What is being asked: Starting at the line that has "Return the outline of every instance of the silver" and running to the end of the data, rename "tree with green leaves" to "leafy tree" and copy those lines out with nothing else changed.
-- start of Data to process --
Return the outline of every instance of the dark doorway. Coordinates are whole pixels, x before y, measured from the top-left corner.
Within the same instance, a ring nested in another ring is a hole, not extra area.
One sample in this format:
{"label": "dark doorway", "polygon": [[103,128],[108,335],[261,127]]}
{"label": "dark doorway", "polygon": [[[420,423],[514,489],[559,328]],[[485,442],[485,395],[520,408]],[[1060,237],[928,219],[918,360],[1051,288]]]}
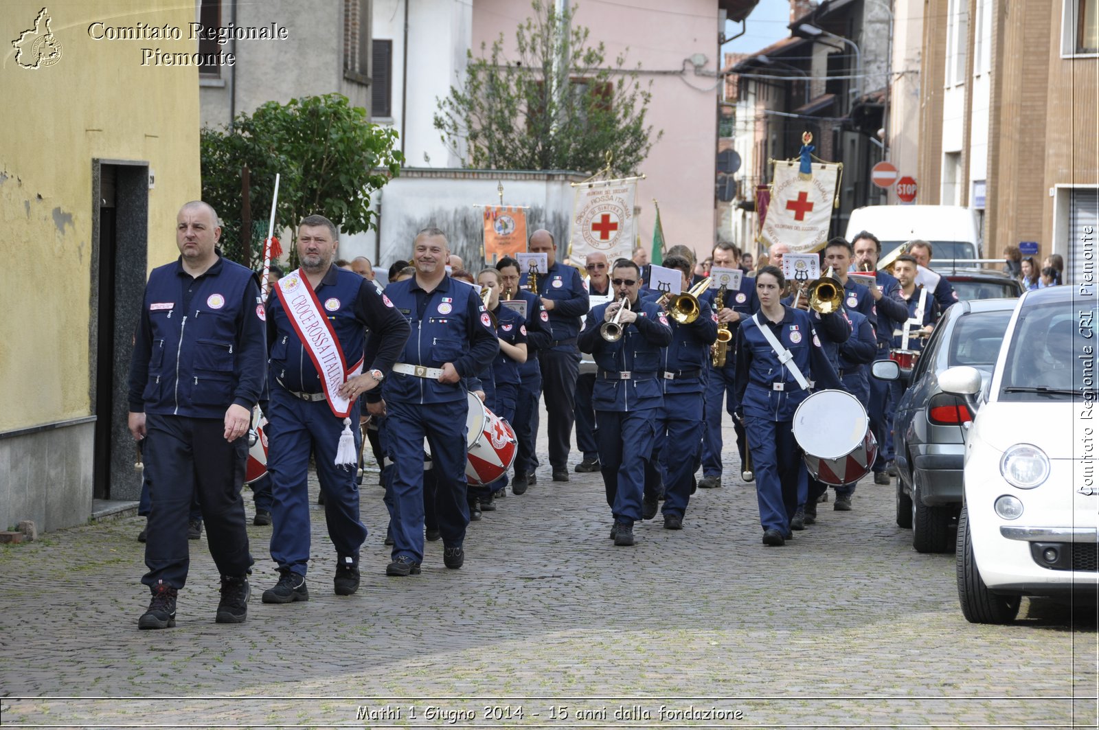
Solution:
{"label": "dark doorway", "polygon": [[148,164],[92,161],[93,253],[89,340],[96,414],[96,499],[137,499],[141,474],[126,398],[133,334],[145,289]]}

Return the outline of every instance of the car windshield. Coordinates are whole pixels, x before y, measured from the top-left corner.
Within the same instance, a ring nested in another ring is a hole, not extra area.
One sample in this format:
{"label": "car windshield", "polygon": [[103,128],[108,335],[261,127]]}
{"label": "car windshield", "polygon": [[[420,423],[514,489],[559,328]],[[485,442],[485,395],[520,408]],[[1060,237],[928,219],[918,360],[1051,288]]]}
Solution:
{"label": "car windshield", "polygon": [[1095,309],[1053,302],[1019,313],[1000,381],[1000,399],[1095,398]]}
{"label": "car windshield", "polygon": [[1019,296],[1019,285],[1014,281],[980,281],[975,279],[951,279],[951,286],[958,299],[1011,299]]}
{"label": "car windshield", "polygon": [[[882,241],[881,255],[885,256],[902,243],[908,243],[908,241]],[[932,251],[934,251],[931,258],[932,267],[935,265],[935,259],[977,257],[977,250],[972,241],[932,241],[931,245]]]}
{"label": "car windshield", "polygon": [[951,336],[947,365],[974,365],[977,367],[996,364],[996,356],[1008,330],[1011,310],[993,312],[970,312],[958,320]]}

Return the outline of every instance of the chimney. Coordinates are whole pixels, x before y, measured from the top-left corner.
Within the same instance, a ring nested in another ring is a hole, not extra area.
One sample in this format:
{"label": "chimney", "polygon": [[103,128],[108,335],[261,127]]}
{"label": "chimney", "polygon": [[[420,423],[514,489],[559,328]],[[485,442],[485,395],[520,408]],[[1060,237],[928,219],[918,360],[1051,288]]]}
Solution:
{"label": "chimney", "polygon": [[790,22],[792,23],[812,11],[815,4],[812,0],[790,0]]}

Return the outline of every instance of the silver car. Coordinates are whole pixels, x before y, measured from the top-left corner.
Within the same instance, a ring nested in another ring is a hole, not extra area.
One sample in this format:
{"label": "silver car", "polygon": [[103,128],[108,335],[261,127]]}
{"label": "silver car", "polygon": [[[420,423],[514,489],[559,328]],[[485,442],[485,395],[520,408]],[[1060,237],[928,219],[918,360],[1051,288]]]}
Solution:
{"label": "silver car", "polygon": [[[963,424],[973,418],[964,399],[940,389],[939,376],[948,367],[970,365],[988,379],[1017,302],[963,300],[946,310],[897,403],[897,524],[912,529],[912,546],[918,552],[954,549],[963,494]],[[876,363],[875,377],[899,379],[899,369],[890,365]]]}

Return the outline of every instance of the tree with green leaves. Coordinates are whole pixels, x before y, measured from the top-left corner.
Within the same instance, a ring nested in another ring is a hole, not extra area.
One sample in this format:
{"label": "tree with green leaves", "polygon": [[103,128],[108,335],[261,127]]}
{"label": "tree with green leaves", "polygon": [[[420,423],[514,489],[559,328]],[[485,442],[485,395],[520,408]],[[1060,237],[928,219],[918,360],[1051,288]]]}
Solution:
-- end of Data to process --
Written response:
Return the outline of every instance of the silver car. Coordinates are whole pixels, x before y, measured from the top-left corner.
Within the same instance, a ring nested in another ring is a hole, not extra area.
One sample in this format:
{"label": "silver car", "polygon": [[103,128],[108,335],[261,127]]}
{"label": "silver car", "polygon": [[[420,423],[514,489],[559,328]],[[485,442],[485,395],[520,408]],[[1060,237],[928,219],[918,360],[1051,288]]]}
Solution:
{"label": "silver car", "polygon": [[[963,424],[973,418],[964,399],[940,389],[939,376],[948,367],[970,365],[988,379],[1017,302],[963,300],[946,310],[897,403],[897,524],[912,529],[912,546],[918,552],[954,549],[963,494]],[[876,363],[875,377],[899,379],[899,369],[890,365]]]}

Return the outline of every instance of the leafy tree. Coordinates are whole pixels, x before y, measured from the top-left corner.
Within the same instance, a ring nested in another ring is a hole, not extra area.
One sample in this format:
{"label": "leafy tree", "polygon": [[103,128],[108,335],[261,127]]}
{"label": "leafy tree", "polygon": [[[420,423],[514,489],[559,328]],[[485,442],[485,395],[520,408]],[[1060,237],[928,219],[918,360],[1051,288]]]}
Solution:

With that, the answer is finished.